Copy all of the data below word for word, changing nothing.

─── Records to use

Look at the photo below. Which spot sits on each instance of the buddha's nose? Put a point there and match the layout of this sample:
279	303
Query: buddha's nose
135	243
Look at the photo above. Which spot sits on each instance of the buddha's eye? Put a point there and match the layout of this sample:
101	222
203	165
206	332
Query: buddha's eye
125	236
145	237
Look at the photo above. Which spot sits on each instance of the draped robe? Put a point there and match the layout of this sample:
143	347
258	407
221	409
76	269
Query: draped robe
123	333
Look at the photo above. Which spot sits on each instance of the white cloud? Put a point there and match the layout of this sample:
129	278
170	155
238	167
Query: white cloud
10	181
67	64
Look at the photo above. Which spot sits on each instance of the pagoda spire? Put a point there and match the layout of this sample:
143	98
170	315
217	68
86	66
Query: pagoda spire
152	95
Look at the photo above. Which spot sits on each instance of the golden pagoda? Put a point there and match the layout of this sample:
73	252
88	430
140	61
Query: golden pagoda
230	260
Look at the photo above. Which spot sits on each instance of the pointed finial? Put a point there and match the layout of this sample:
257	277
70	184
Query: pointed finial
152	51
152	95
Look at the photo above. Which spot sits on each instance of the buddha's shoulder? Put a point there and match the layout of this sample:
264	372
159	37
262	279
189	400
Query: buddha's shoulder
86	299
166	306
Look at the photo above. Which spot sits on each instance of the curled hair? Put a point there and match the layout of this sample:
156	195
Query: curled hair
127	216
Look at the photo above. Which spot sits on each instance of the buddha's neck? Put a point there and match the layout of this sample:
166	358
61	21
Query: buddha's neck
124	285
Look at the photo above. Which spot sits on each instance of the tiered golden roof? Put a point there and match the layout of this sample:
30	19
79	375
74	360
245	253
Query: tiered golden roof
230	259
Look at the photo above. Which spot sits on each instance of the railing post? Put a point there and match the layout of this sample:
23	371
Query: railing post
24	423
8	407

──────

Solution to this exercise:
Look at the photo below. Which spot sits on each instance of the buddha's nose? Put a point there and match the layout of this sample:
279	303
Query: buddha's nose
135	243
Look at the photo above. Which spot sits on each instance of the buddha's eye? Put a point there and match the layout of this sample:
101	222
203	165
206	332
Query: buddha's eye
125	236
145	237
Look at the photo above. Which spot sits on each instance of the draped robe? Put a point there and match the layout of this sample:
143	347
258	407
221	409
76	269
Query: draped robe
123	333
Look at the photo above. Which spot sits on each instance of the white cloud? Put a point there and match the layout of this sample:
129	278
170	155
238	167
Query: white cloud
10	181
67	64
Look at the photo above. Which spot sits on each instance of the pagoda spire? Put a point there and match the layout of this sample:
143	98
170	315
217	68
86	66
Query: pagoda spire
152	95
Look at the photo above. Which spot sits on each instance of the golden pagoda? Put a point there and match the layout of this sample:
73	252
88	430
140	61
Query: golden pagoda
230	260
Look at the photo above. Which spot sits on each instance of the pointed finial? Put a point there and match the layout of this sample:
257	277
70	184
Query: pointed finial
152	51
152	95
Look at the photo above. Which spot sits on each instance of the buddha's shoulder? Put a point there and match the layout of this sample:
264	372
159	37
262	279
189	400
Query: buddha's shoulder
86	299
166	306
Look at the photo above. Which spot sits on each instance of the curled hair? Put a point there and match the layout of this sample:
156	195
Query: curled hair
127	216
Look at the photo above. Which spot sits on each instance of the buddha's neck? Put a point there and match the layout of this sample:
166	358
61	21
Query: buddha's neck
124	285
Look at the photo above. Which spot sits on each instance of the tiered golden roof? Put a point there and match the layout of this sample:
30	19
79	375
74	360
245	253
Query: tiered golden roof
230	259
Look at the photo above. Which spot sits on each instance of the railing post? Put a point there and match the layout of this sample:
23	371
Query: railing post
24	423
8	407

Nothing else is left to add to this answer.